__Source__.
────────
FINE, J.
The City of Milwaukee appeals from an order entered by the trial court rescinding a previously entered order for closure and sale under the Drug
House Abatement Law, §§ 823.113
et seq.,
STATS., of an apartment building owned by Brahim Arrieh. The trial court concluded that the closure and sale violated Arrieh's Eighth-Amendment right to be free from "excessive fines." The question presented by this appeal is whether the Excessive Fines Clause prevents the confiscation or destruction of property to abate or remediate a nuisance. We conclude that it does not. We reverse.
I.
Wisconsin's Drug Abatement Law declares to be a nuisance "[a]ny building or structure that is used to facilitate the delivery, distribution or manufacture . . . of a controlled substance . . . and any building or structure where those acts take place." Section 823.113(1), STATS. The law permits a city where the nuisance is located to "maintain an action in the circuit court to abate the nuisance and to perpetually enjoin every person guilty of creating or maintaining the nuisance, the owner, lessee or tenant of the building or structure where the nuisance exists and the owner of the land upon which the building or structure is located, from continuing, maintaining or permitting the nuisance." Section 823.113(2), Stats. If the circuit court finds that "the existence of the nuisance is established ..., an order of abatement shall be entered as part of the judgment in the case." Section 823.114(1), STATS. Under this provision, the order of abatement "shall do all of the following:"
(a) Direct the removal from the building or structure of all furniture, equipment and other personal property used in the nuisance.
(b) Order the sale of the personal property.
(c) Order the closure of the building or structure for any purpose.
(d) Order the closure of the building or structure until all building code violations are corrected and a new certificate of occupancy is issued if required by the city, town or village within which the property is located and the building or structure is released under s. 823.15 or sold under s. 823.115.
(e) Order the sale of the building or structure and the land upon which it is located or, if the requirements under s. 66.05 (lm) (b) [66.05 (1) (b)] are met, order that the building or structure be razed, the land sold and the expense of the razing collected under s. 823.06.
Ibid.
"The owner of any building or structure, or the owner of the land upon which the building or structure is located" that is subject to an abatement order under the Drug House Abatement Law is not without a remedy to save his or her investment and may "file an undertaking in a sum and with the sureties required by the court to the effect that he or she will immediately abate the alleged nuisance, if it exists, and prevent the same from being reestablished in the building or structure, and will pay all costs that may be awarded against him or her in the action." Section 823.15, Stats. This section further provides:
Upon receipt of the undertaking, the court may dismiss the action as to the building or structure and revoke any order previously made closing the building or structure; but that dismissal and revocation shall not release the property from any judgment, lien, penalty, or liability that the property is subject to by law. The court has discretion in accepting any undertaking, the sum, supervision, satisfaction, and all other conditions of
the undertaking, but the period that the undertaking shall run may not be less than one year.
────────
__Data entries__.

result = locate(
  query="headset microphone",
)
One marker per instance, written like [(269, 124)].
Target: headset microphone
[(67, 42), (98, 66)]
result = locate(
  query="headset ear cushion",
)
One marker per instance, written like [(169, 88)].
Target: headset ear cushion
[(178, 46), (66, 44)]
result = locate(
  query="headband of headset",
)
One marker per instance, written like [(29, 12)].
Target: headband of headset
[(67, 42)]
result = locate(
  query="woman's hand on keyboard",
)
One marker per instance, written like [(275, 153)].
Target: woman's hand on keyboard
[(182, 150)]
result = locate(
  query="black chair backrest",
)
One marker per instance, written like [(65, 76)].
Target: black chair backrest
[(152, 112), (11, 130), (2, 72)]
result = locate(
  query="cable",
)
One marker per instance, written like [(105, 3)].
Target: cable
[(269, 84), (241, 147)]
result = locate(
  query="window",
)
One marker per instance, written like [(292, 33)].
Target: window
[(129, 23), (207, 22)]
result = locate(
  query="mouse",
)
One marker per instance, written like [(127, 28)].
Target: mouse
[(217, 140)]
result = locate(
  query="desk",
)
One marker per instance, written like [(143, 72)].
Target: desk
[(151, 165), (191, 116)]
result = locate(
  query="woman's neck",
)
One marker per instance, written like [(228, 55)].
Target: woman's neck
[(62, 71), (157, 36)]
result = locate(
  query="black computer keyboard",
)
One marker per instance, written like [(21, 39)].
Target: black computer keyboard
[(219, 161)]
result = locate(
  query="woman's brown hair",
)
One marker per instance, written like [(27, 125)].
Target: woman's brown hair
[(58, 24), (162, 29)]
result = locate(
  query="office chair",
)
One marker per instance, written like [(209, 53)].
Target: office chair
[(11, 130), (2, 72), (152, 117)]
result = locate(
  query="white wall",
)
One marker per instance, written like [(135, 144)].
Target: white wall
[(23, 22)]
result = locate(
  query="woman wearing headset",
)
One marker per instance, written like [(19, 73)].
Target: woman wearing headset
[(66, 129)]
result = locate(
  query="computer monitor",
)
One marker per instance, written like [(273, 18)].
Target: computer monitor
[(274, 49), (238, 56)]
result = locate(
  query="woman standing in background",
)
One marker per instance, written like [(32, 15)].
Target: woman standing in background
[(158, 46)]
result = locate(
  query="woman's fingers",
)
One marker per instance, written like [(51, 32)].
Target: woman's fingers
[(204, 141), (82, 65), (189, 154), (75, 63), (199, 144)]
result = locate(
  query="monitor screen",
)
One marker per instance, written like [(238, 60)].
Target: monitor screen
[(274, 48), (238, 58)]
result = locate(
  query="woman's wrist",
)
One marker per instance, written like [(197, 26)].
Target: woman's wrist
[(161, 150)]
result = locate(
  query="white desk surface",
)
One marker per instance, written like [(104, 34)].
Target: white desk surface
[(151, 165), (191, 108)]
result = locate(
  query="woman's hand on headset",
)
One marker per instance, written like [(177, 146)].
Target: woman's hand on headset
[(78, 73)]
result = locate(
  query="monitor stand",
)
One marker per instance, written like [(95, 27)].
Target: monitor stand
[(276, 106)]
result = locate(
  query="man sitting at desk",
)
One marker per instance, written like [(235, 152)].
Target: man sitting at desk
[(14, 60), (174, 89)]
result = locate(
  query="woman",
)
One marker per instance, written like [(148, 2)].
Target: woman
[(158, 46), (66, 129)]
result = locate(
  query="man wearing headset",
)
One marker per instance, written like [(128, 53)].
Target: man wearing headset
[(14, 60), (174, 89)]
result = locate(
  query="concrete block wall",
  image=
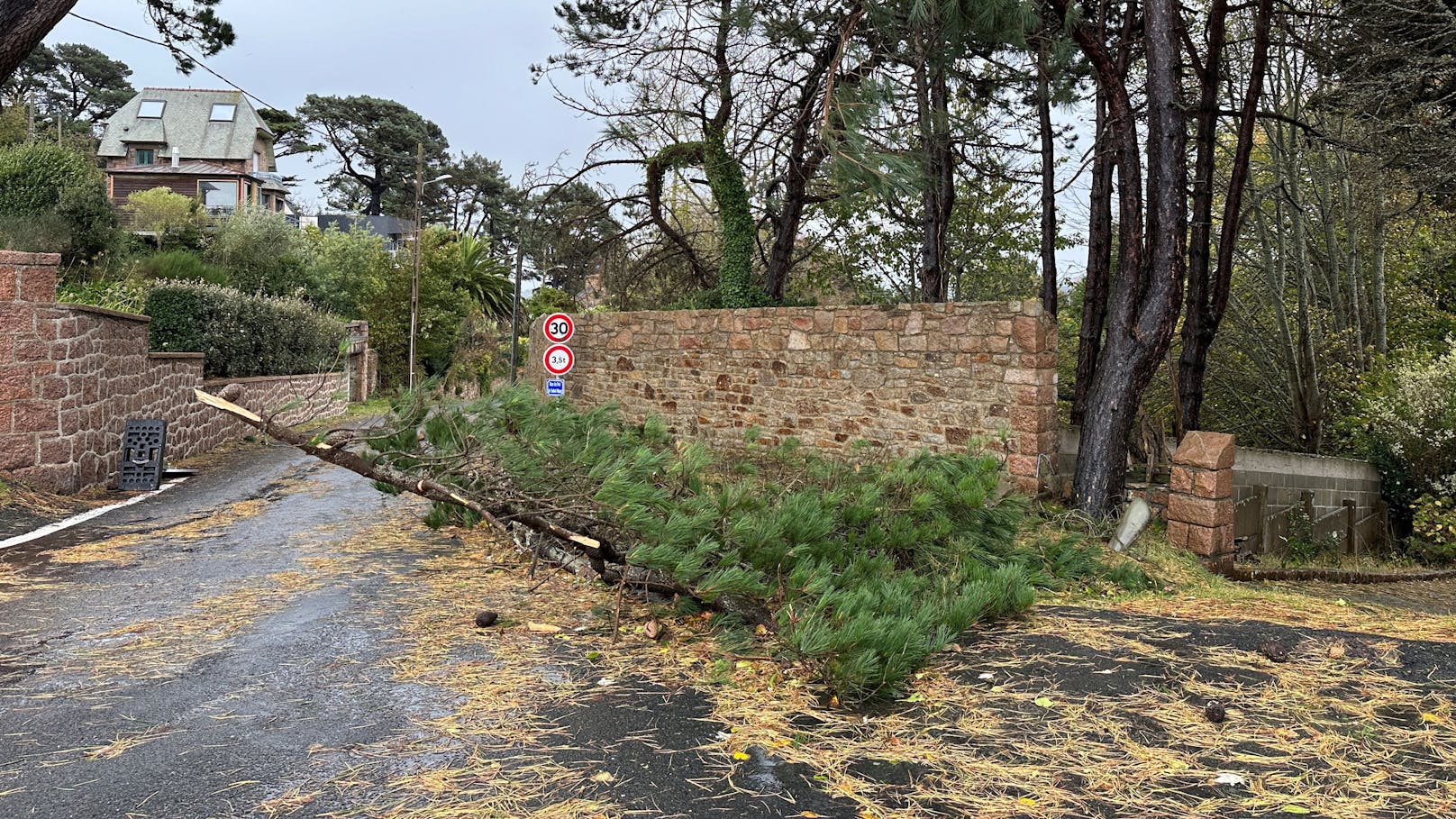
────────
__Task details__.
Reproduce everything in the court opinion from "(a) Direct the" down to "the personal property.". The data can be left aside.

__Task result__.
(a) Direct the removal from the building or structure of all furniture, equipment and other personal property used in the nuisance.
(b) Order the sale of the personal property.